_ZU BEANTWORTENDE FRAGEN:_
[a] Welches Bundesland verzeichnete laut dem Text über die Unternehmensinsolvenzen gegenüber dem ersten Quartal 2020 den stärksten Zuwachs?
[b] Schreiben Sie den Text über die Unternehmensinsolvenzen nach seinem letzten Satz weiter.

_ÜBUNGSTEXT:_
□ □ □ □ □
Besonders häufig traf es Unternehmen aus der Industrie, dem Handel sowie dem Hotel- und Gastgewerbe. In der Industrie war die Zahl der betroffenen Arbeitsplätze mit Abstand am höchsten. Auch regional betrachtet zeigt sich eine Zunahme: In den meisten Bundesländern wurden Höchststände bei den Insolvenzen verzeichnet, mit besonders starken Zuwächsen in Bayern (+80 %), Hessen (+79 %) und Baden-Württemberg (+76 %) gegenüber dem ersten Quartal 2020 – also noch vor dem Einfluss der Pandemie.
Steffen Müller, Leiter der IWH-Insolvenzforschung, sieht in dem Anstieg nicht allein ein Spiegelbild der aktuellen wirtschaftlichen Lage. Über Jahre hinweg hätten sehr niedrige Zinsen Insolvenzen verhindert. In der Pandemiezeit seien zudem durch staatliche Hilfen auch viele schwach aufgestellte Unternehmen am Markt geblieben. Der Zinsanstieg ab Mitte 2022 und das Auslaufen dieser Hilfen hätten nun zu einem Nachholeffekt geführt. Die aktuellen Entwicklungen seien „schmerzhafte, aber notwendige Marktbereinigungen“, so Müller. Sie eröffneten Raum für wirtschaftlich tragfähigere Strukturen.
□ □ □ □ □
_ANGEZEIGTE EINTRÄGE:_
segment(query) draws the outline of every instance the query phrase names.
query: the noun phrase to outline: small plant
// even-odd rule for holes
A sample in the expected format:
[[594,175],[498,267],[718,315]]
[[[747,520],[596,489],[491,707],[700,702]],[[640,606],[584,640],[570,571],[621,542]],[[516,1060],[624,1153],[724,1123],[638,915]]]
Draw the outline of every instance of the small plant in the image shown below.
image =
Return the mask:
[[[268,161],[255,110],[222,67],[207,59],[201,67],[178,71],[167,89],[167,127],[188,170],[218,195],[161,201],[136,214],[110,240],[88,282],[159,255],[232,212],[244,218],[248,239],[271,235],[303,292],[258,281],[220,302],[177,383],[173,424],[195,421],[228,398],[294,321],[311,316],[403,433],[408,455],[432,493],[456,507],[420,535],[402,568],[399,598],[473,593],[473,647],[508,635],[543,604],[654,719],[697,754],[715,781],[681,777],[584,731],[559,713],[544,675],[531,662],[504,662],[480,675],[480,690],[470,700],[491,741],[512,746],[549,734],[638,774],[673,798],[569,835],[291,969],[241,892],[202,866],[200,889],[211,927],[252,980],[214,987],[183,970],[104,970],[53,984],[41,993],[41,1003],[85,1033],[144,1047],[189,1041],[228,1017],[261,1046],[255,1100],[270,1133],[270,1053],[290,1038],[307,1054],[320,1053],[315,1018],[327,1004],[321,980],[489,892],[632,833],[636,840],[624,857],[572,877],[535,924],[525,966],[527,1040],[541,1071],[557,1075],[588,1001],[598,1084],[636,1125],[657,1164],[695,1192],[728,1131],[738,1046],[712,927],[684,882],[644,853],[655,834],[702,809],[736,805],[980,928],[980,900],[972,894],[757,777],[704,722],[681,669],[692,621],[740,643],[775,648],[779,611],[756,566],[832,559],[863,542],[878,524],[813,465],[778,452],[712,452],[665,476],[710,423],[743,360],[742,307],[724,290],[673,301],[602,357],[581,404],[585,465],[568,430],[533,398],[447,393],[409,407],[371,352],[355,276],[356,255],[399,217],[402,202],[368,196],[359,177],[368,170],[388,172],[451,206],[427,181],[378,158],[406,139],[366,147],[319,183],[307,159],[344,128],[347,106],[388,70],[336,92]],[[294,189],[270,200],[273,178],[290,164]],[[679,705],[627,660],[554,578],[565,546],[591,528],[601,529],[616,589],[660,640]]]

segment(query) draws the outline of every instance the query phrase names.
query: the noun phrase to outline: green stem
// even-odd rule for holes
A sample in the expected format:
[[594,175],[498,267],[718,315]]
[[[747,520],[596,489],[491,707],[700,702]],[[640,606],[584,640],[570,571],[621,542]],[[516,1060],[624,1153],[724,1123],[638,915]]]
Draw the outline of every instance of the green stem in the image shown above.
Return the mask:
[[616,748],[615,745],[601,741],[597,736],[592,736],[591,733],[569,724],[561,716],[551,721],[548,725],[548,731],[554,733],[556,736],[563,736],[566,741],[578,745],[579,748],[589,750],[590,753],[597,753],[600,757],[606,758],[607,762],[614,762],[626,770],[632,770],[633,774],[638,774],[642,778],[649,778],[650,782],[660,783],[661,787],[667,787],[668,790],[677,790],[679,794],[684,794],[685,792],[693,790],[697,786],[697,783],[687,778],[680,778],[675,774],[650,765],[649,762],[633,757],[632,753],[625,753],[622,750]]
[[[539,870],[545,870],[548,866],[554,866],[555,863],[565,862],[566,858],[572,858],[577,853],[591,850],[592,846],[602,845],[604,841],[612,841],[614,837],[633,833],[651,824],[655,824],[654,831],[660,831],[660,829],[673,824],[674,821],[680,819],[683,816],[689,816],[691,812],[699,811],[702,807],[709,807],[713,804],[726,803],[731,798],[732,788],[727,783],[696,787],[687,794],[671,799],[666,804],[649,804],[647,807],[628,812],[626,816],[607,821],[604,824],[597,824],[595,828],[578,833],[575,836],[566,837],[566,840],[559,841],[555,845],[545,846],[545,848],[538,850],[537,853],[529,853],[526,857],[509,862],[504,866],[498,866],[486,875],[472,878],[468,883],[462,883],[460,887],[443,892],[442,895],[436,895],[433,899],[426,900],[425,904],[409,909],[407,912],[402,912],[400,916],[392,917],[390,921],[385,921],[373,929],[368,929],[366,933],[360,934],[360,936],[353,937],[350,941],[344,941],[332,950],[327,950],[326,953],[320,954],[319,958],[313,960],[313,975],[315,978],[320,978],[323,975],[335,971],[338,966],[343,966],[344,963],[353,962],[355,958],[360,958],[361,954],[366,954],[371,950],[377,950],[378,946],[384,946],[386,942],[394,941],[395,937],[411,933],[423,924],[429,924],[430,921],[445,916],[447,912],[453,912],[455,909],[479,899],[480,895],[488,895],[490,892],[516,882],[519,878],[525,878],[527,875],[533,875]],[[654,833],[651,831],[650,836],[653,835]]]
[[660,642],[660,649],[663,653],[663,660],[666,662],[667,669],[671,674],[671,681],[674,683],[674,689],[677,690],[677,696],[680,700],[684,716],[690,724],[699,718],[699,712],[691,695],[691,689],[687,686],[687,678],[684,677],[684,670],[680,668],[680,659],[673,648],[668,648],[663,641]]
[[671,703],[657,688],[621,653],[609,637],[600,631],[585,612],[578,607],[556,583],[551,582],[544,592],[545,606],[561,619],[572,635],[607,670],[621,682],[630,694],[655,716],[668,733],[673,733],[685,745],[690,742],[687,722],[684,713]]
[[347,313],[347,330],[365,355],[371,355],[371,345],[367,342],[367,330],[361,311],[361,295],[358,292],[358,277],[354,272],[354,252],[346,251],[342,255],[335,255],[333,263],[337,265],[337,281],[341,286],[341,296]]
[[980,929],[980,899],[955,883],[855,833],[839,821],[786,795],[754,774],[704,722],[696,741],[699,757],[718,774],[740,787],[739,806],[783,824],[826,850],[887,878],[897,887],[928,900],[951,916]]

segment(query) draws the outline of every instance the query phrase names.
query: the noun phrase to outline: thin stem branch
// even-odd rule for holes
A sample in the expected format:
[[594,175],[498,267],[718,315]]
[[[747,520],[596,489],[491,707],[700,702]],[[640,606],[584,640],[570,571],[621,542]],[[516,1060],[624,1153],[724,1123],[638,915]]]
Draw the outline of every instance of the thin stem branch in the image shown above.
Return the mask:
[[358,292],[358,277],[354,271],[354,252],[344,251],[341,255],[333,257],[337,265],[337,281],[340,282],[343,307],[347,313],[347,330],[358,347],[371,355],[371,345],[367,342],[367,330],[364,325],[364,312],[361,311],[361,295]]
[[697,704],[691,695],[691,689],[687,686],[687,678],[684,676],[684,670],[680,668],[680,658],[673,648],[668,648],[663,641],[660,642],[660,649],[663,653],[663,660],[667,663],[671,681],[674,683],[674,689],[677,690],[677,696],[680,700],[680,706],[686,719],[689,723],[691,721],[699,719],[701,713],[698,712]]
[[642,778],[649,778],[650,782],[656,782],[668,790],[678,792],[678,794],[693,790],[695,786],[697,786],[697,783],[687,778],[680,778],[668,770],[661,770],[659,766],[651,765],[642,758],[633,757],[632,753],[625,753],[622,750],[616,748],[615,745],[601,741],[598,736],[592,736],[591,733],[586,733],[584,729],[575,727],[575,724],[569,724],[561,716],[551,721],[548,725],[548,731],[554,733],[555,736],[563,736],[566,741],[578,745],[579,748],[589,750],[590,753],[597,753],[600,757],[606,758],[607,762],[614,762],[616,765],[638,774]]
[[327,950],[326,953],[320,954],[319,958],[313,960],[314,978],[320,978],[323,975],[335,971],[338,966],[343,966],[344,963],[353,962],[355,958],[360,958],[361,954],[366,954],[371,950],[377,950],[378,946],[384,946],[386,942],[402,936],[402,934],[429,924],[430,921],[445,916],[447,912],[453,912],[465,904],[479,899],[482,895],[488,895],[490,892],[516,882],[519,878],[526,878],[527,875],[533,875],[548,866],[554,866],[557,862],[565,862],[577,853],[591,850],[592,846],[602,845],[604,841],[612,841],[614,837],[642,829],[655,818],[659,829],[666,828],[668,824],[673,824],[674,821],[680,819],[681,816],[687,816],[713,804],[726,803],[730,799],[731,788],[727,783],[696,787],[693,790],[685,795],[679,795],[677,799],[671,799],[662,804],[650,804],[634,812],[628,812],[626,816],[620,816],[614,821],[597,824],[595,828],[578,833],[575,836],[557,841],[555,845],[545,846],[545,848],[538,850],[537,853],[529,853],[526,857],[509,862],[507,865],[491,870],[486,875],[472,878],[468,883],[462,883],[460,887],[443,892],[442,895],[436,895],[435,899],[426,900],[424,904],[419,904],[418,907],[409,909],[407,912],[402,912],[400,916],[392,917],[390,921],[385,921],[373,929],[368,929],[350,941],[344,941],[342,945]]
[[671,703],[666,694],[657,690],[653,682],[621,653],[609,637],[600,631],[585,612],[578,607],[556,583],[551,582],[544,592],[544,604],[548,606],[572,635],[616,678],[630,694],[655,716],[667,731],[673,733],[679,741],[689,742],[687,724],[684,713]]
□ □ □ □ □
_LÖSUNGEN:_
[a] Bayern, mit einem Zuwachs von 80 %.

[b]
IWH-Insolvenztrend als Warnsignal
Der IWH-Insolvenztrend gilt als zuverlässiger Frühindikator, da er auf einer Auswertung aktueller Insolvenzbekanntmachungen der Registergerichte basiert und mit Unternehmensdaten verknüpft wird. Die so ermittelten Zahlen weichen nur geringfügig von der amtlichen Statistik ab, die in der Regel mit zwei Monaten Verzögerung erscheint. Dabei werden im IWH-Trend gezielt nur Personen- und Kapitalgesellschaften erfasst – also jene Unternehmensformen, die für die wirtschaftliche Gesamtlage besonders relevant sind. Über 90 Prozent der von Unternehmensinsolvenzen betroffenen Arbeitsplätze und 95 Prozent der Gläubigerforderungen werden so abgebildet.
Im Unterschied dazu umfasst die amtliche Statistik zu sogenannten Regelinsolvenzen auch Kleinstunternehmen und natürliche Personen wie Selbstständige oder privat haftende Gesellschafter. Die dort ausgewiesenen Veränderungen können daher deutlich vom IWH-Trend abweichen und sind gesamtwirtschaftlich weniger aussagekräftig.